_CONSEGNA_
Inserisci le righe di ogni materiale che segue in un elenco JSON di stringhe, una stringa per riga, tralasciando le righe vuote.

-- -- --

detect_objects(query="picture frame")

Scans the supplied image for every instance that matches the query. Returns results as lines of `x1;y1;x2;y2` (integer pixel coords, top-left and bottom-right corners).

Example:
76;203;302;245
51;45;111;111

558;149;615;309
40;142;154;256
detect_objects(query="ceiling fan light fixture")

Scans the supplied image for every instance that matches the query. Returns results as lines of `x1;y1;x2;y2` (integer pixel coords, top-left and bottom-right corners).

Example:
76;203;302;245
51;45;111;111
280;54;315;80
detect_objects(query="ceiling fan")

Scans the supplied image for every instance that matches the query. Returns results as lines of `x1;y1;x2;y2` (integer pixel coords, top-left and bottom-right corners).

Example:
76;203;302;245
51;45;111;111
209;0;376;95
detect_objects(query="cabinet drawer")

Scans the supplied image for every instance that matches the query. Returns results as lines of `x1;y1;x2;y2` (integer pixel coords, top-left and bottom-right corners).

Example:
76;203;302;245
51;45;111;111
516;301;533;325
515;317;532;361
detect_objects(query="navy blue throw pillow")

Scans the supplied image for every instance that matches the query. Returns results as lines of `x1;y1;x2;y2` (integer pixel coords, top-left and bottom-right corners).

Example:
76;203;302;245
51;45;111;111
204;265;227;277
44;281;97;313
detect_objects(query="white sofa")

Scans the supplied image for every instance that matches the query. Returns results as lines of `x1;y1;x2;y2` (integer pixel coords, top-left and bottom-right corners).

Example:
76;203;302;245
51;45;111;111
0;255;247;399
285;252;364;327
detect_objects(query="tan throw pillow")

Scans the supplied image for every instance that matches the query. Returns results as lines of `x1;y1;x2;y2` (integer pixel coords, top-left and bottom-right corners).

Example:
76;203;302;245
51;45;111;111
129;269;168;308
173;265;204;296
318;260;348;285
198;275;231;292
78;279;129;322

-- -- --

_SVOLGIMENTO_
[
  "detect_objects(query=\"picture frame\")",
  "Scans the supplied image for every instance that matches the query. Returns results as lines of `x1;y1;x2;y2` (integer pixel coords, top-left and bottom-right corners).",
  "Example:",
  "76;203;302;245",
  "51;45;111;111",
  "558;149;615;309",
  "40;142;154;256",
  "detect_objects(query=\"ceiling fan light fixture\")",
  "Scans the supplied image for every instance that matches the query. Returns results as lines of `x1;y1;x2;y2` (integer pixel coords, top-left and bottom-right corners).",
  "Example:",
  "76;203;302;245",
  "51;45;111;111",
  "280;54;315;80",
  "detect_objects(query=\"ceiling fan\")",
  "Scans the supplied image for every instance that matches the query. Returns results as lines of `x1;y1;x2;y2` (integer pixel coords, top-left and bottom-right corners).",
  "Example:",
  "76;203;302;245",
  "51;45;111;111",
  "209;0;376;95",
  "detect_objects(query=\"cabinet drawer\")",
  "Scans the supplied image for every instance that matches the query. Returns results as lines of `x1;y1;x2;y2` (integer pixel coords, top-left and bottom-right corners).",
  "Example:",
  "76;203;302;245",
  "51;45;111;111",
  "516;301;533;325",
  "515;317;532;361",
  "detect_objects(query=\"navy blue throw pillow\")",
  "Scans the supplied image for every instance that matches the query. Returns results as lines of `x1;y1;x2;y2` (integer pixel coords, top-left and bottom-right corners).",
  "Example:",
  "76;203;302;245",
  "51;45;111;111",
  "204;265;227;277",
  "44;281;97;313",
  "detect_objects(query=\"white sofa\")",
  "Scans the supplied image for every instance that matches the query. Returns results as lines of `x1;y1;x2;y2` (integer pixel coords, top-left and bottom-right corners).",
  "Example:",
  "76;203;302;245",
  "51;45;111;111",
  "0;255;247;399",
  "285;252;364;327",
  "detect_objects(query=\"tan throw pillow\")",
  "Scans the supplied image for every instance that matches the query. Returns results as lines of `x1;y1;x2;y2` (integer pixel coords, top-left and bottom-right corners).",
  "Example:",
  "76;203;302;245",
  "51;45;111;111",
  "129;269;168;308",
  "173;265;204;296",
  "318;260;348;285",
  "198;275;231;292",
  "78;279;129;322"
]